**THE PROBLEM:** Format the material from its start through the line containing "(0, 75), (450, 300)" as a Markdown table with the columns Row and Line, numbering each line and skipping blank lines. Leave the pictures out.

[Image region labeling entries]
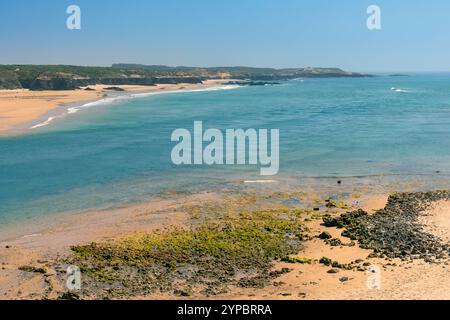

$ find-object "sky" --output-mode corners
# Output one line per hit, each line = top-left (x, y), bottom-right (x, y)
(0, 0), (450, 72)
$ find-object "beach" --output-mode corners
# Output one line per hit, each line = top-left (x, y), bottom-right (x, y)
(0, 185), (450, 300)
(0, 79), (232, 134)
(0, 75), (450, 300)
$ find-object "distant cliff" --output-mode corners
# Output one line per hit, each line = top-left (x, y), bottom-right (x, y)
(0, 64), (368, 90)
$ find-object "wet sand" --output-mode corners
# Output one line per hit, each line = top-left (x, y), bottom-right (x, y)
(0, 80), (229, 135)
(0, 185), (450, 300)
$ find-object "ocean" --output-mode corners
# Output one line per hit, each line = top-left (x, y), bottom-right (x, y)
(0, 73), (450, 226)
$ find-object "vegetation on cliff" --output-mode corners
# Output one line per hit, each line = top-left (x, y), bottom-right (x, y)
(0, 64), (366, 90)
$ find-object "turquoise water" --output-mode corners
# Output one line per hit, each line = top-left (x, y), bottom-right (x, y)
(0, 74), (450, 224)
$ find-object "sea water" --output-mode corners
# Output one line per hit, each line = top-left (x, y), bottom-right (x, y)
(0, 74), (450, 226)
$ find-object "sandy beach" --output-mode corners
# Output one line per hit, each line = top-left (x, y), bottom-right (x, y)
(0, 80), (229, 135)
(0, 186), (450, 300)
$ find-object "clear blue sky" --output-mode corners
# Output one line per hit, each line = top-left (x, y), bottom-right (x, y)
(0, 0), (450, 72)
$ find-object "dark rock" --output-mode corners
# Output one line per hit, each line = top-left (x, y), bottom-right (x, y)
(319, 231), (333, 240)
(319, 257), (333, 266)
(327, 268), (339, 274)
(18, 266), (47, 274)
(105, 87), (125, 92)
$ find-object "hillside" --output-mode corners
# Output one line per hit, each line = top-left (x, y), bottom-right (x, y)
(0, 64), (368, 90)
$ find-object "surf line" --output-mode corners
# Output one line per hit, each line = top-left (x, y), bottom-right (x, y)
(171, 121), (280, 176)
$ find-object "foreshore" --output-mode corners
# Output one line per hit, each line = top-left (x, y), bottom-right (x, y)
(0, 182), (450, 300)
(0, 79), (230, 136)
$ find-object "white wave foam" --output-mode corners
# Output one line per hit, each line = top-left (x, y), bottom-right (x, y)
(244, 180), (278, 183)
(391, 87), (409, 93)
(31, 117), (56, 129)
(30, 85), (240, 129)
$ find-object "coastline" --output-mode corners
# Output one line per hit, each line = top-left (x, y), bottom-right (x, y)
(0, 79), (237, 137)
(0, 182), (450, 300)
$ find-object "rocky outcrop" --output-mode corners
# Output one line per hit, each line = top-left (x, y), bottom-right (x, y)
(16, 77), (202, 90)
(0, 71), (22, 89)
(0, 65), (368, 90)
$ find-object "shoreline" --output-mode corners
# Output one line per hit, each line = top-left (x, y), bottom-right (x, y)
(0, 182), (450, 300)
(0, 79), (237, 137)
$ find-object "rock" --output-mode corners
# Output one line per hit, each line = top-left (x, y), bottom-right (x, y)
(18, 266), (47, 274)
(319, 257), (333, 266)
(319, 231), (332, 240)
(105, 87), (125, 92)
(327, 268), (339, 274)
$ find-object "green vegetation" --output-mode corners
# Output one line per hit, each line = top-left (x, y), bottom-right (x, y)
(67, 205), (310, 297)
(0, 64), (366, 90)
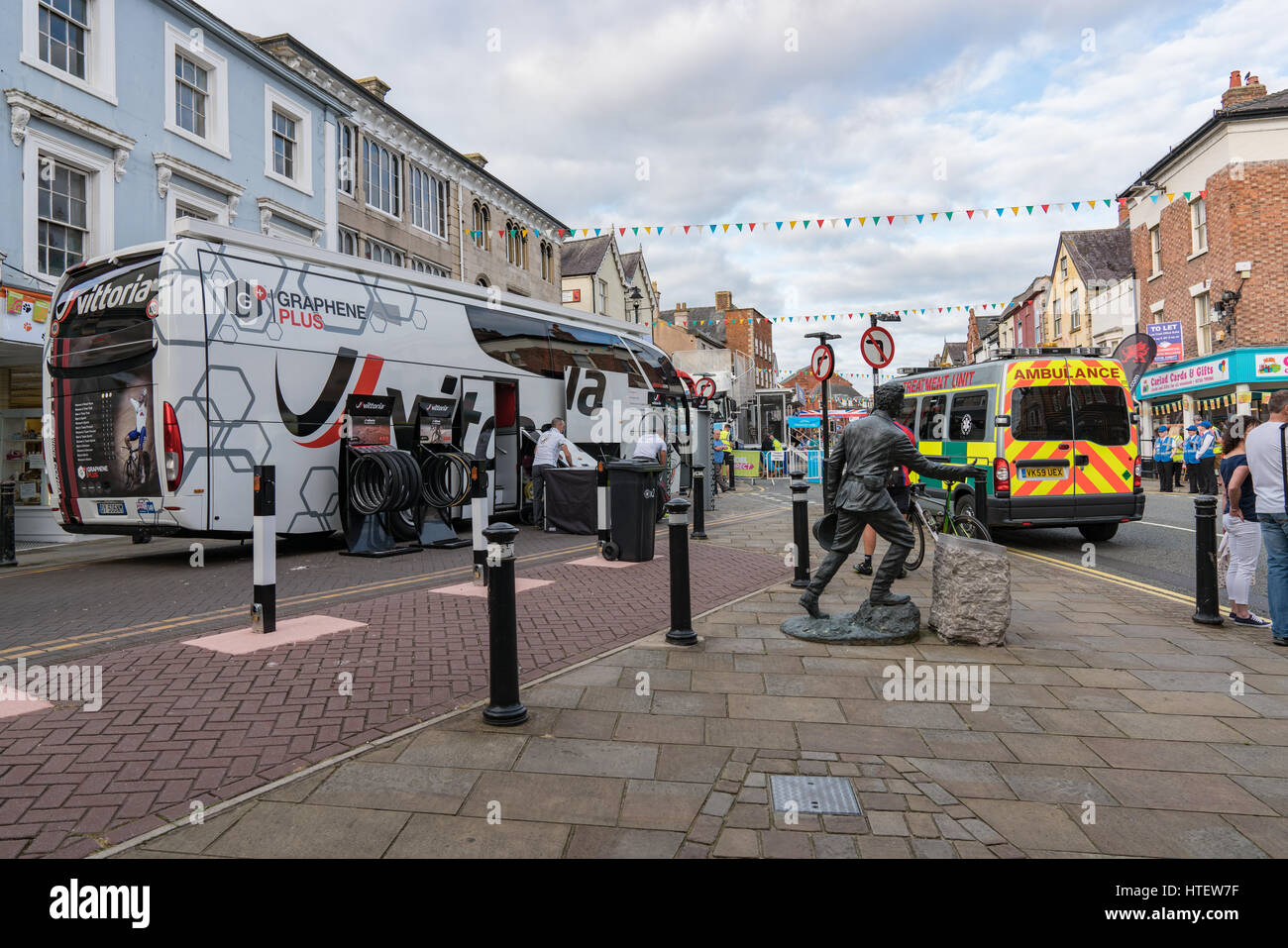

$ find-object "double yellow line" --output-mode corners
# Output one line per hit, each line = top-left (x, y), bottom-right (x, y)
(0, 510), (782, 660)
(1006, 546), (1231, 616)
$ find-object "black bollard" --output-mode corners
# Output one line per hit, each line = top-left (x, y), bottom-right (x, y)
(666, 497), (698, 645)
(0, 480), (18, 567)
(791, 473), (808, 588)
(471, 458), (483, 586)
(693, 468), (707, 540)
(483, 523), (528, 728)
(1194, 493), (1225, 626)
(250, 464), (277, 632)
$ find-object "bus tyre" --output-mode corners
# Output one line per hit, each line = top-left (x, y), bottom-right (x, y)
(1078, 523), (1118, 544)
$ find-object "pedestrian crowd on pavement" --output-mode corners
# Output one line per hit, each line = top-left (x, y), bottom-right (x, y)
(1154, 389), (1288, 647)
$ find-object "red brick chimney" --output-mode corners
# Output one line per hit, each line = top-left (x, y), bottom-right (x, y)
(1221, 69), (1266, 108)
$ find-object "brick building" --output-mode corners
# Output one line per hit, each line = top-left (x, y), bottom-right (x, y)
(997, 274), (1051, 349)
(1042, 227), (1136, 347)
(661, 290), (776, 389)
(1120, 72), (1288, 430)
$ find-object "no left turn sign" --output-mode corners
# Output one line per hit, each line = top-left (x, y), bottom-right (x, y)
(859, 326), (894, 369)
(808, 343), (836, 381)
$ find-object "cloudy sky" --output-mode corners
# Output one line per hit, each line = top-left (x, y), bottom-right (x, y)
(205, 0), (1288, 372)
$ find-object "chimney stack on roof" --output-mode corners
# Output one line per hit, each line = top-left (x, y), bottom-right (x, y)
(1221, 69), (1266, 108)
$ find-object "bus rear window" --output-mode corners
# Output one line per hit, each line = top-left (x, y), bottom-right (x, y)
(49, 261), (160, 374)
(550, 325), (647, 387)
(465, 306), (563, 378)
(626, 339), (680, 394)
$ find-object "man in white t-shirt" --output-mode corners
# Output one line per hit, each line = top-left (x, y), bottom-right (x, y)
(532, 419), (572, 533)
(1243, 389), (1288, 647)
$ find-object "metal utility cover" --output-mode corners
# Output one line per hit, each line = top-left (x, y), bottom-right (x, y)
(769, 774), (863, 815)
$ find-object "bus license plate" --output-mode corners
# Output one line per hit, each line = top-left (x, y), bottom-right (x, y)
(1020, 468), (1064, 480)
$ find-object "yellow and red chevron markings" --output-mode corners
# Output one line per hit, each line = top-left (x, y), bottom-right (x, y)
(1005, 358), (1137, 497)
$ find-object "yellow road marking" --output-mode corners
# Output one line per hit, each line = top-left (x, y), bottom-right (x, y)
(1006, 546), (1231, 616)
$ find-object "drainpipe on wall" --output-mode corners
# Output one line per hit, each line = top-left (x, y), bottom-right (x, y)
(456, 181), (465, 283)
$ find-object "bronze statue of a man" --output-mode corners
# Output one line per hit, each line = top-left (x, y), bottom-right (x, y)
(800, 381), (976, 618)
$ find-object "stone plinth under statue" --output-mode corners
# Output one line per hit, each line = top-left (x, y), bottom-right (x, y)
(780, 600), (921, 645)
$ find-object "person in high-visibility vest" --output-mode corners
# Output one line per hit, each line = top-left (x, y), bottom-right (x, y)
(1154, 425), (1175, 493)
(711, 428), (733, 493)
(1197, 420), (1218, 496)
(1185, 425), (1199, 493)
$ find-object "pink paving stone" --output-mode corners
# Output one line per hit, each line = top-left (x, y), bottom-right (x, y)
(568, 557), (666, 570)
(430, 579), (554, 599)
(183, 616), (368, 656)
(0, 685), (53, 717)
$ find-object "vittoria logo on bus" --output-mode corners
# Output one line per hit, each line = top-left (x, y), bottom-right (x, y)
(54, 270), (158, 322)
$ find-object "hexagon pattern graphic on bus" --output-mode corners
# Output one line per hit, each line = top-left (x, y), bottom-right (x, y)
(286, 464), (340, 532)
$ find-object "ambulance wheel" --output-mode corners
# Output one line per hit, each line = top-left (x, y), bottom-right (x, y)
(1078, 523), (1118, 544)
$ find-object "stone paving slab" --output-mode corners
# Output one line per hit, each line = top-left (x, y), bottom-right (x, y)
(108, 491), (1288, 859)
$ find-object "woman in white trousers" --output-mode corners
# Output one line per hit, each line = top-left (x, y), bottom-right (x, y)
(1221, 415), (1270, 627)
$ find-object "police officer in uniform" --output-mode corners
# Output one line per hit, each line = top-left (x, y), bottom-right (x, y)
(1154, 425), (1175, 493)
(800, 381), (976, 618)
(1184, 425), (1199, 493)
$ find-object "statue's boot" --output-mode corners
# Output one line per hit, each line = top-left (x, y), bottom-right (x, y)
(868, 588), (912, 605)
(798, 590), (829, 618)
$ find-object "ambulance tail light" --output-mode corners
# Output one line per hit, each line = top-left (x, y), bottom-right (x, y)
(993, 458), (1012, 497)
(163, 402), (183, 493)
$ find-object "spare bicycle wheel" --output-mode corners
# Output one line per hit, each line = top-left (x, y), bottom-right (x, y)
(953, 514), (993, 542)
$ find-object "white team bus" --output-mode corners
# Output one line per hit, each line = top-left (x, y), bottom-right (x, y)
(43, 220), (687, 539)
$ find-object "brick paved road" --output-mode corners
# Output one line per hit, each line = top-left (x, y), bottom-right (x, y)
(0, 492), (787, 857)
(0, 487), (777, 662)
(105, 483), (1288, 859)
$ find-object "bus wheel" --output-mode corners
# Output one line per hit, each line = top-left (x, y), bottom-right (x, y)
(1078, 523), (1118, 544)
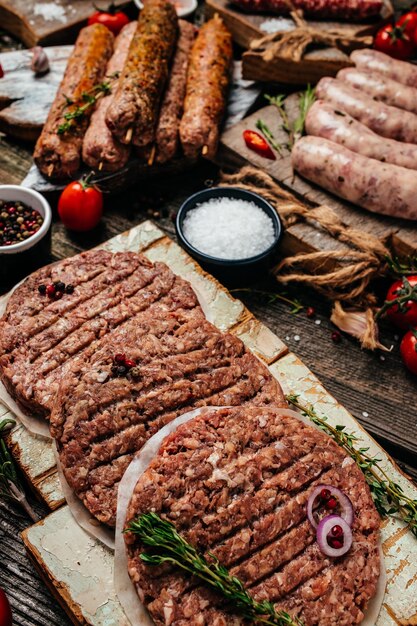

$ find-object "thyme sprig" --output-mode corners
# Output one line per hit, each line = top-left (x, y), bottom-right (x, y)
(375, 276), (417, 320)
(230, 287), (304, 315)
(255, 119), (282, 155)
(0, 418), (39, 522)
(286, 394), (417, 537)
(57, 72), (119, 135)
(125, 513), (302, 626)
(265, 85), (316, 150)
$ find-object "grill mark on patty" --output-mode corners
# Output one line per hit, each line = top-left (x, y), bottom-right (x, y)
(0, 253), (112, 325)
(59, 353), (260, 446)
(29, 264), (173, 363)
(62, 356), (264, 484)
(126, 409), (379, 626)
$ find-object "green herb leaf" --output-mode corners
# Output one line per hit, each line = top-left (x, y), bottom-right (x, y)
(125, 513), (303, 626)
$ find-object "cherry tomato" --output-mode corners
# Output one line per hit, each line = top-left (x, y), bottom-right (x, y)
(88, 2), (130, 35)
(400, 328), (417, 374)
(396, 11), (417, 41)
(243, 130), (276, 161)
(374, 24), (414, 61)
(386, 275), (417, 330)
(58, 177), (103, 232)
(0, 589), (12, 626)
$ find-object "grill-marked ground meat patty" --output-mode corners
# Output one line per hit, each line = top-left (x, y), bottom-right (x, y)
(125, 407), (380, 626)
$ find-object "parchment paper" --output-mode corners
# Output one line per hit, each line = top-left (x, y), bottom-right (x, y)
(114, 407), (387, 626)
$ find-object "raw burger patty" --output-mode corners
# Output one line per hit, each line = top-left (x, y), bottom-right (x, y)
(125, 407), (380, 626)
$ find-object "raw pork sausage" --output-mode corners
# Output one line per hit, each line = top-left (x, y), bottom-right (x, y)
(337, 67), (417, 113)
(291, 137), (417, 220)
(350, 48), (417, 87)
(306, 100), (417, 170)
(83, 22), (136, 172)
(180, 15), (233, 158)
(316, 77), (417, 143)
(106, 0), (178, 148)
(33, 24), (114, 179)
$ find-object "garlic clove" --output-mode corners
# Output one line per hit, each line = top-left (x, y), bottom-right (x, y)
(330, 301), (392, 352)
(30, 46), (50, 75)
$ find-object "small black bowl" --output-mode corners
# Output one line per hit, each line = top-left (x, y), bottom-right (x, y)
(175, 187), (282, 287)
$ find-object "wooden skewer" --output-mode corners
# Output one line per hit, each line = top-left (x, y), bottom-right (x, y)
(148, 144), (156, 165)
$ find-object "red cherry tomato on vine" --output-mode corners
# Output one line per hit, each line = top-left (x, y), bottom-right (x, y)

**ANSWER TO THE EXERCISE:**
| Row | Line |
|---|---|
| 1 | $ find-object "sky" --output-mode corners |
| 2 | # Output one line per hit, each line = top-left (x, y), bottom-right (x, y) |
| 3 | (0, 0), (450, 72) |
| 4 | $ find-object "beach" --output-mode corners |
| 5 | # Output one line per hit, each line = top-left (x, y), bottom-right (x, y) |
| 6 | (0, 185), (450, 300) |
| 7 | (0, 79), (232, 134) |
| 8 | (0, 75), (450, 300) |